◆ Exercise task: Reproduce the dimmer test rig thread starting at "So, what is" and ending at "though No clue.", with "bulb" swapped out for "lamp".

# What is it #3064: Dimmer test rig



## Footer

Ripped off of one of my friend's facebook wall, she finally took a picture of it.... 



So, what is it? Where is it located? What is it for? Who owns it? 

As usual, *professionals wait one week until posting*.


----------



## DuckJordan

Its a bulb Tester!

Seriously though No clue.


----------



## Van

I used to use one kinda like that!


----------



## gafftapegreenia

Dummy loads? But for what I'm not sure, don't think people still use dimmer plates.


----------



## MarshallPope

Some sort of ghost load array?


EDIT: I hate my school's slooooooooowwwwwww Internet. There was only one reply when I started trying to post that.


----------



## Grog12

I'll tell you what it is....its *AWESOME* thats what it is.


----------



## zmb

A very large dummy load for testing dimmers at ETC?


----------



## soundman

There are so many clues in the photo I'm surprised someone hasn't been able to piece it together...


----------



## gafftapegreenia

I've seen pictures of a dimmer tester like this at ETC, but this one looks older than theirs.


----------



## tayklor

As others have said, ETC has setups like these at their test benches and what not. However, this is several times larger than the ones I have seen. If it's not a dimmer or DMX output tester at ETC (or somewhere else, who knows) I'd guess some sort of ghost load, though that still seems like a lot of circuits.


----------



## chausman

I just like the "Fix Me" Label in the corner.


----------



## Edrick

Tells you what channels are live (on).


----------



## museav

They couldn't afford a real scoreboard?


----------



## len

It's a Bingo scoreboard!

◆ Excerpted data:
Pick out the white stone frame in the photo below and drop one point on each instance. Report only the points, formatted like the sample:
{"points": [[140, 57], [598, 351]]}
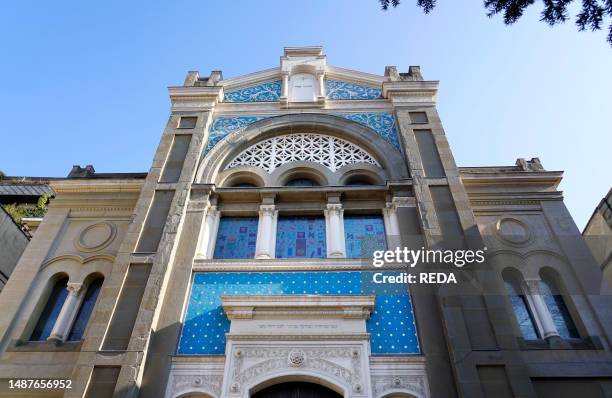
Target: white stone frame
{"points": [[327, 150], [79, 272]]}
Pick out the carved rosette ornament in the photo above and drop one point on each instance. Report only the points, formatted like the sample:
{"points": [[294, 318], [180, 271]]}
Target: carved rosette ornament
{"points": [[265, 362], [411, 384], [296, 358]]}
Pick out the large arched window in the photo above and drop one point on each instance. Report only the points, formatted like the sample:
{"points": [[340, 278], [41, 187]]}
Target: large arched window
{"points": [[520, 307], [85, 310], [49, 315], [557, 308]]}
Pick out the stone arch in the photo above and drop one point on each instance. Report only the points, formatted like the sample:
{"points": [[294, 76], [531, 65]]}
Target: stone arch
{"points": [[287, 377], [390, 159], [399, 393], [310, 170], [243, 174], [195, 393], [73, 267]]}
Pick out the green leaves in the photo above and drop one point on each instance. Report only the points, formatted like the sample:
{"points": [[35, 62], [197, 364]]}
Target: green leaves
{"points": [[591, 16]]}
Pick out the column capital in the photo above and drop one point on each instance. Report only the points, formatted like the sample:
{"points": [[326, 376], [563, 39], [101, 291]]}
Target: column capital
{"points": [[74, 288], [335, 207], [267, 210]]}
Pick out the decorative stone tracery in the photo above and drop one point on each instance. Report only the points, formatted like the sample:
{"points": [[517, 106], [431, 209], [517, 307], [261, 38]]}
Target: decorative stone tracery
{"points": [[329, 151]]}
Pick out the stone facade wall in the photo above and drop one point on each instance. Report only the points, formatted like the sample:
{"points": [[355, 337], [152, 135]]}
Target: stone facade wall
{"points": [[469, 343]]}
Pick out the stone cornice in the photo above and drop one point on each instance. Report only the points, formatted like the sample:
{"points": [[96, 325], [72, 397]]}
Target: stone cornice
{"points": [[251, 78], [96, 186], [294, 264], [492, 176], [196, 98], [354, 76], [302, 306], [411, 92]]}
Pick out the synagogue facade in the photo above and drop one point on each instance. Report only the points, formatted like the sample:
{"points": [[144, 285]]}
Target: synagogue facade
{"points": [[240, 264]]}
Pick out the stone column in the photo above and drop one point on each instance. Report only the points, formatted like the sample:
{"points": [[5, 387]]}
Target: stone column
{"points": [[64, 320], [285, 89], [266, 232], [208, 232], [334, 225], [544, 319], [321, 90], [391, 225]]}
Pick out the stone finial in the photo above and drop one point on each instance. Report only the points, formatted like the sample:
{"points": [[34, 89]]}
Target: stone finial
{"points": [[191, 78], [414, 72], [78, 171], [529, 165], [215, 77], [392, 73]]}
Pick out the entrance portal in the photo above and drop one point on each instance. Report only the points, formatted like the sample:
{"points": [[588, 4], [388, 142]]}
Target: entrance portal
{"points": [[296, 390]]}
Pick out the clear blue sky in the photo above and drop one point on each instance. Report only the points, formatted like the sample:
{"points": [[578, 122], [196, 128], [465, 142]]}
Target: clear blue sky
{"points": [[85, 82]]}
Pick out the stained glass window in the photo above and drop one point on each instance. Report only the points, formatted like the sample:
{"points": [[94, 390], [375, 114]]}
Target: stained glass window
{"points": [[47, 319], [391, 326], [558, 310], [89, 301], [301, 236], [236, 237], [364, 234], [523, 315]]}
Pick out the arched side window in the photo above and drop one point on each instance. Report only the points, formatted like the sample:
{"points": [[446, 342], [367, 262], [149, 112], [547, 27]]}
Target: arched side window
{"points": [[52, 309], [520, 306], [85, 310], [558, 309]]}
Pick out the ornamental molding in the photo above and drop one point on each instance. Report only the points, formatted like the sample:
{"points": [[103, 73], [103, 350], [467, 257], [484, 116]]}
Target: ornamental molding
{"points": [[329, 151], [343, 90], [230, 127], [107, 229], [249, 366], [68, 186], [297, 305], [208, 384], [411, 384], [263, 92], [215, 265]]}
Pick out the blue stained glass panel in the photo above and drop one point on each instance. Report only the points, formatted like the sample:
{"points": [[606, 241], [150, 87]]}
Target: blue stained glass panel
{"points": [[559, 312], [301, 236], [391, 325], [523, 316], [339, 90], [264, 92], [363, 235], [89, 301], [236, 237], [47, 319]]}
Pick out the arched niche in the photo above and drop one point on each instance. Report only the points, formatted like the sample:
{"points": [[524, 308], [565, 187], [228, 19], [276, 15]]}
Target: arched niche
{"points": [[390, 159], [287, 379]]}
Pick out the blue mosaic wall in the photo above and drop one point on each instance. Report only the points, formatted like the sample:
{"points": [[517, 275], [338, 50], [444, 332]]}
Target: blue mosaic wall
{"points": [[364, 235], [264, 92], [338, 90], [391, 325], [301, 236], [236, 237], [383, 123]]}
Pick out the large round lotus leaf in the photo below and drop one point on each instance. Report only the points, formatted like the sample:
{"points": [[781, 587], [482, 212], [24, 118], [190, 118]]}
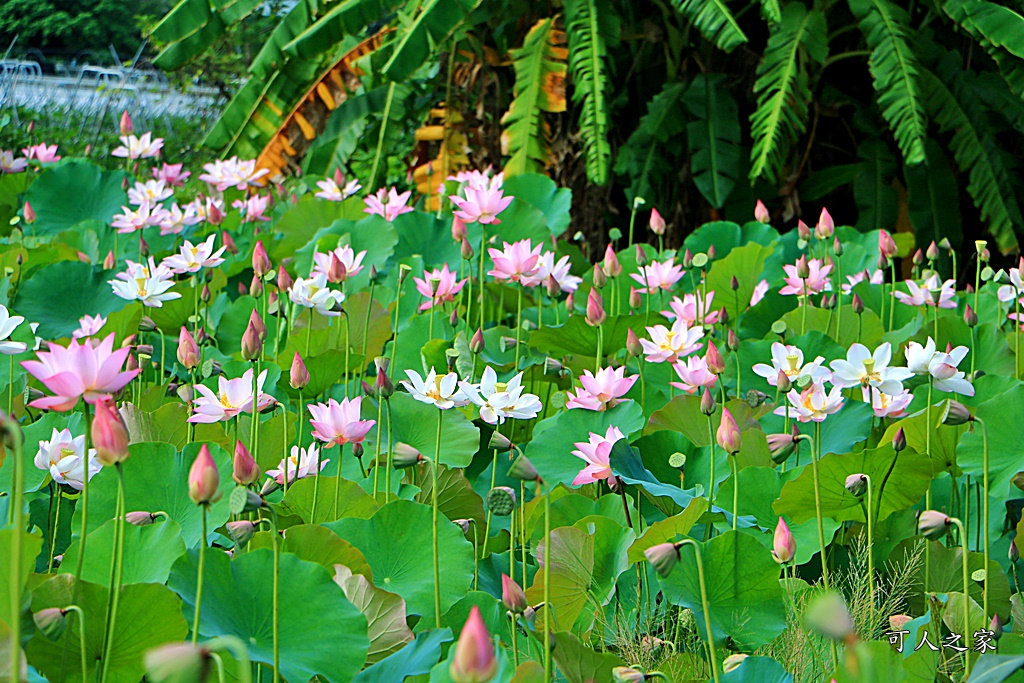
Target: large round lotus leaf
{"points": [[65, 196], [157, 478], [743, 594], [80, 289], [150, 553], [148, 614], [552, 445], [238, 600], [396, 543]]}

◆ Result for this exercise:
So, what is it? Where is it located? What is it for? Who owns it? 

As usual, *professionals wait one week until posting*.


----------



## DuckJordan

Its a lamp Tester!

Seriously though No clue.